>> BEGIN PASSAGE SHOWN

To solve such problems, the radius of the first swash plate 18 may be reduced to avoid interference between the salient corner 18b and the pistons 23. However, when the radius of the first swash plate 18 is reduced, the radius of the second swash plate 51, which needs to be supported by the first swash plate 18, must also be reduced. Therefore, in particular, the contact area between the second swash plate 51 and the second shoe 25B of the piston 23 located in the vicinity of the top dead center position (in the compression stroke) that receives a significant reaction force of compression is reduced, which reduces the durability of the second swash plate 51 and the second shoes 25B.

(2-8) As the rolling elements of the radial bearing 52A, the rollers 52c are used. The roller bearing that uses the rollers 52c as the rolling elements has superior load bearing properties as compared to, for example, a case where balls are used as the rolling elements. This reduces the size of the radial bearing 52A, which reduces the size of the compressor 10.

(2-9) The race 55 is located between the rollers 53a of the thrust bearing 53 and the first swash plate 18. The race 55 is rotatable relative to the first swash plate 18.

In a case of a configuration in which, for example, the rollers 53a of the thrust bearing 53 roll directly on the first swash plate 18, a significant reaction force of compression is concentrated on part of the first swash plate 18 (part of the first swash plate 18 corresponding to the piston 23 located in the vicinity of the top dead center position), which may cause partial wear and deterioration. However, in the second embodiment, since the race 55 is provided between the rollers 53a and the first swash plate 18, the reaction force of compression applied to the rollers 53a is applied to the first swash plate 18 with reduced contact pressure via the race 55. Therefore, the first swash plate 18 is suppressed from being partially worn and deteriorated. Also, as for the race 55 that rotates relative to the first swash plate 18, the section to which a significant reaction force of compression is applied via the rollers 53a is sequentially changed. This prevents the race 55 from being partially worn and deteriorated.

(2-10) The engaging portion 18d is provided on the outer circumferential portion 18-1 of the first swash plate 18 and extends toward the second swash plate 51. The race 55 is engaged with the first swash plate 18 by abutting against the engaging portion 18d at the radially outward edge of the race 55.

For example, in a configuration in which the engaging portion is provided at the inner circumferential portion of the first swash plate 18 and the race 55 is engaged with the first swash plate 18 at the radially inward edge, when lubricant (refrigerant oil) that is adhered to the first swash plate 18 moves radially outward by centrifugal force, the engaging portion hinders the lubricant from entering between the first swash plate 18 and the race 55. However, the second embodiment in which the race 55 is engaged with the first swash plate 18 at the radially outward edge prevents the engaging portion 18d from hindering the lubricant from entering between the first swash plate 18 and the race 55. Thus, the first swash plate 18 reliably slides with respect to the race 55.

(2-11) The engaging portion 18d has an annular shape. Therefore, the engaging portion 18d is stably engaged with the race 55. Thus, the race 55 further reliably slides with respect to the first swash plate 18.

>> END PASSAGE SHOWN

**WHAT IS ASKED**
[A] Write out the compressor passage from "(2-8) As the" to "relative to the first swash plate 18.".
[B] According to the compressor passage, on what part of the first swash plate 18 is the engaging portion 18d provided?
Rely only on the compressor passage.

>> BEGIN EXCERPTED RECORDS

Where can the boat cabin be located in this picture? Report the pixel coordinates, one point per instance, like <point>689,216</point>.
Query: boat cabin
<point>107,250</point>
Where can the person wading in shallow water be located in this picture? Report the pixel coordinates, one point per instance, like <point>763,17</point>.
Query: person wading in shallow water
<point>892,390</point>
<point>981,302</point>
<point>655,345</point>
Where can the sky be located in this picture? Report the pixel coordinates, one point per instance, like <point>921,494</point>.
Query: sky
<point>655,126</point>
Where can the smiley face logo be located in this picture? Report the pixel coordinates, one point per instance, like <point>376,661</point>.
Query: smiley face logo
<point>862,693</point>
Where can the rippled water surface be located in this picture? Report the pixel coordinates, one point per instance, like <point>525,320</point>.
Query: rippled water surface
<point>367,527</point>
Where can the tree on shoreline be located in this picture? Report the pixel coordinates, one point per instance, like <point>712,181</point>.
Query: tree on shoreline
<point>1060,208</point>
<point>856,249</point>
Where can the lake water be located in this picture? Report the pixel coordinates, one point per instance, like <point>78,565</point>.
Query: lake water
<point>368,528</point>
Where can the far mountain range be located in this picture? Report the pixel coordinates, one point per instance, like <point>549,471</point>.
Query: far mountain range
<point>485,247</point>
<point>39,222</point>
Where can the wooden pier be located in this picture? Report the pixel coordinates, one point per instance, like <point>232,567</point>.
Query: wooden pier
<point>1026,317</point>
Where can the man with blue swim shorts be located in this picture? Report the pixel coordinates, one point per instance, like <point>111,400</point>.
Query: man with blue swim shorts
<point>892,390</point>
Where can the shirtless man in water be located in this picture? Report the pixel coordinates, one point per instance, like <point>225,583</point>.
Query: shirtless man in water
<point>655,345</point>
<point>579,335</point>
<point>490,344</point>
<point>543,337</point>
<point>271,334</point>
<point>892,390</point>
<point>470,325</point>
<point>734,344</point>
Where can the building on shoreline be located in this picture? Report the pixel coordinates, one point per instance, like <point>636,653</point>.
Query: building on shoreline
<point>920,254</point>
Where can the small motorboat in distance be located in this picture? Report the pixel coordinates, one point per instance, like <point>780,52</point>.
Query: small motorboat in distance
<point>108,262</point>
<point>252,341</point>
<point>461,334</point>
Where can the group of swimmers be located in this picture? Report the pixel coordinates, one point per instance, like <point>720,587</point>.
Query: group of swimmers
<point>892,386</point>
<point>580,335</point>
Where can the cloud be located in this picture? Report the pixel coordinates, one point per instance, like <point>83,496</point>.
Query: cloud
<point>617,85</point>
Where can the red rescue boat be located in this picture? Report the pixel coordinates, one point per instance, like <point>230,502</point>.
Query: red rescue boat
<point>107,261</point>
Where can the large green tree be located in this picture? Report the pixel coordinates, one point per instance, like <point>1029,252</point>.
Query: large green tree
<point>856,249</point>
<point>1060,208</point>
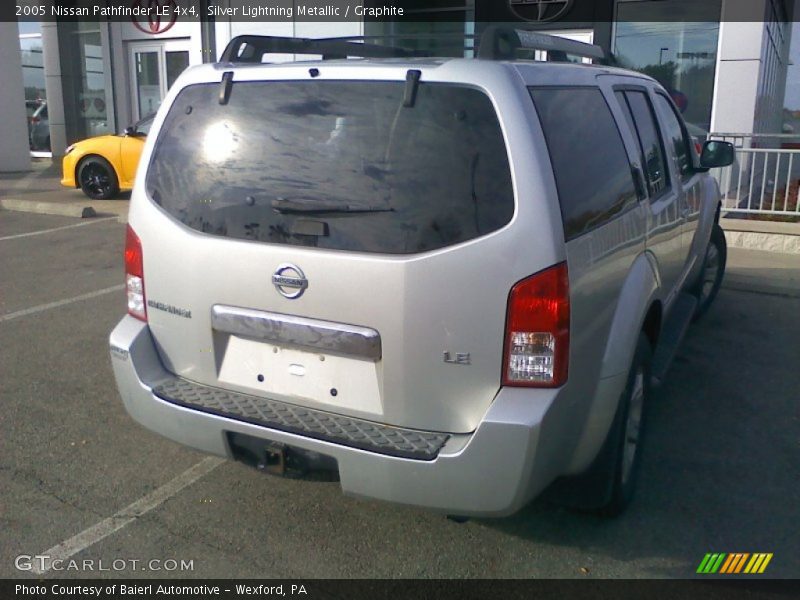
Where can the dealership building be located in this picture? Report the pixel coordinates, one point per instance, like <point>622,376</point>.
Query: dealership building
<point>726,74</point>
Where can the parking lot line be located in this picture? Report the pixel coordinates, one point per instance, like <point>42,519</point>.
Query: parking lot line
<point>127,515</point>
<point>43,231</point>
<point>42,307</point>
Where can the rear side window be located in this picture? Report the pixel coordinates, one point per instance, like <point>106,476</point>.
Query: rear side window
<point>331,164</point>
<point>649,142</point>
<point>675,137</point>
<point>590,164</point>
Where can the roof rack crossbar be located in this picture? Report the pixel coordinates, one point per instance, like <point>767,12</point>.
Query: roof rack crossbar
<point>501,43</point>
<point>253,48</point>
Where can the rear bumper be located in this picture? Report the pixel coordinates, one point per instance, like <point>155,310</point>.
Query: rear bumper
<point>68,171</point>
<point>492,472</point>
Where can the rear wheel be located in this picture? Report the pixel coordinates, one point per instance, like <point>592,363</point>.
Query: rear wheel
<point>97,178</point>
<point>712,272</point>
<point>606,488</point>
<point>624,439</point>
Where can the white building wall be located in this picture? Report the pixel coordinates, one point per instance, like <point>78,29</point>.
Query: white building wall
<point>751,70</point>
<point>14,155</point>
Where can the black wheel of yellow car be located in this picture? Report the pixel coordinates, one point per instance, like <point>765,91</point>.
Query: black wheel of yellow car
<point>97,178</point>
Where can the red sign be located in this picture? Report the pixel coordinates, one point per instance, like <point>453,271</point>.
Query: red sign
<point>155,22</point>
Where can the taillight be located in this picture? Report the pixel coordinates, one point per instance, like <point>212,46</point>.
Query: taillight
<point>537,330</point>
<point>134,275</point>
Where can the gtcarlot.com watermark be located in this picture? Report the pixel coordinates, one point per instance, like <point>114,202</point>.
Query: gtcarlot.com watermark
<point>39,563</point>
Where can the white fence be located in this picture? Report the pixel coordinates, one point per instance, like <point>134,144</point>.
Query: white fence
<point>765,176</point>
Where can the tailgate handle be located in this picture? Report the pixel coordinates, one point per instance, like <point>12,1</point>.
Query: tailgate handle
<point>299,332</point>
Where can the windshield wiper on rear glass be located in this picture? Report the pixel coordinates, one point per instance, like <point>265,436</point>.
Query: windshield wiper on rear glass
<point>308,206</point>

>> END EXCERPTED RECORDS

**ANSWERS TO EACH TASK**
[A]
(2-8) As the rolling elements of the radial bearing 52A, the rollers 52c are used. The roller bearing that uses the rollers 52c as the rolling elements has superior load bearing properties as compared to, for example, a case where balls are used as the rolling elements. This reduces the size of the radial bearing 52A, which reduces the size of the compressor 10.

(2-9) The race 55 is located between the rollers 53a of the thrust bearing 53 and the first swash plate 18. The race 55 is rotatable relative to the first swash plate 18.

[B] It is on the outer circumferential portion 18-1 of the first swash plate 18.